Rows from a segmentation dataset
-- START --
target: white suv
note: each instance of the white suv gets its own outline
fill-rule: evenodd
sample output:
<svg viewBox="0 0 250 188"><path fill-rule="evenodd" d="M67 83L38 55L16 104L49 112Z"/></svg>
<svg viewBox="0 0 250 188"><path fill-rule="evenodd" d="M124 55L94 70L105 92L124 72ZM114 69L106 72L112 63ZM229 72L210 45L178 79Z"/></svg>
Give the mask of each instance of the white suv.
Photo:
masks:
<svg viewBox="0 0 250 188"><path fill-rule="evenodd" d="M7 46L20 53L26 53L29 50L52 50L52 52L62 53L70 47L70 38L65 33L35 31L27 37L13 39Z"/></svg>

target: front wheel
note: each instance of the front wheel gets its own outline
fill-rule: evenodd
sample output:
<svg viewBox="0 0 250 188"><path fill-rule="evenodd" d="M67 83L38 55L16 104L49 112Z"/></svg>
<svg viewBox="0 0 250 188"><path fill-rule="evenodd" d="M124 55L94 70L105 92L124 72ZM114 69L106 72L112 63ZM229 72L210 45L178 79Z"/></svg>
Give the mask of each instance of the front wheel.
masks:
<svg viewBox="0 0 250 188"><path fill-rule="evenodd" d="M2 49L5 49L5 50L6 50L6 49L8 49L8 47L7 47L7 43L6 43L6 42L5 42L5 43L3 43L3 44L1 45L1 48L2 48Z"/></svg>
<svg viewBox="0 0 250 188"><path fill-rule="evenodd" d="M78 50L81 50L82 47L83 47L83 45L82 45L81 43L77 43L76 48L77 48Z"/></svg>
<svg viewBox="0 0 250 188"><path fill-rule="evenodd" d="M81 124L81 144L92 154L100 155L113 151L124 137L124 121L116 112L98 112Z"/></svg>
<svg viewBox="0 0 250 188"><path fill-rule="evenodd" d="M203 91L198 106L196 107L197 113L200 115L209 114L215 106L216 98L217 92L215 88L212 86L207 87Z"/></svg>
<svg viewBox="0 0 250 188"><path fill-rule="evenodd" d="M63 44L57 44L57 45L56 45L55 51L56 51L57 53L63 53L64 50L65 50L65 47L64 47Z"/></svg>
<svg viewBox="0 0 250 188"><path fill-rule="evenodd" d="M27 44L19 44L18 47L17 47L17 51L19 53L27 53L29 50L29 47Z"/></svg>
-- END --
• _WORK TO DO_
Give everything from the line containing "target: front wheel" down to the end of the entries as a two-column CSV with the columns entry_text and answer, one row per entry. Put each field in double quotes and replace its line breaks with spaces.

• _OUTPUT FOR THIS EXERCISE_
entry_text,answer
"target: front wheel note: each instance of the front wheel gets its own outline fill-rule: evenodd sample output: <svg viewBox=""0 0 250 188""><path fill-rule=""evenodd"" d=""M67 83L38 55L16 104L49 112Z""/></svg> <svg viewBox=""0 0 250 188""><path fill-rule=""evenodd"" d=""M124 55L94 70L105 92L124 72ZM114 69L106 72L112 63ZM229 72L210 45L178 79Z""/></svg> Give the mask of each instance of the front wheel. masks:","<svg viewBox=""0 0 250 188""><path fill-rule=""evenodd"" d=""M2 49L5 49L5 50L6 50L6 49L8 49L8 47L7 47L7 43L6 43L6 42L5 42L5 43L3 43L3 44L1 45L1 48L2 48Z""/></svg> <svg viewBox=""0 0 250 188""><path fill-rule=""evenodd"" d=""M78 50L81 50L82 47L83 47L83 45L82 45L81 43L77 43L76 48L77 48Z""/></svg> <svg viewBox=""0 0 250 188""><path fill-rule=""evenodd"" d=""M81 124L81 144L92 154L100 155L113 151L124 137L124 121L116 112L98 112Z""/></svg> <svg viewBox=""0 0 250 188""><path fill-rule=""evenodd"" d=""M203 91L198 106L196 107L197 113L200 115L209 114L215 106L216 98L217 92L215 88L212 86L207 87Z""/></svg> <svg viewBox=""0 0 250 188""><path fill-rule=""evenodd"" d=""M63 44L57 44L57 45L56 45L55 51L56 51L57 53L63 53L64 50L65 50L65 47L64 47Z""/></svg> <svg viewBox=""0 0 250 188""><path fill-rule=""evenodd"" d=""M27 44L19 44L18 47L17 47L17 51L19 53L27 53L29 50L29 47Z""/></svg>"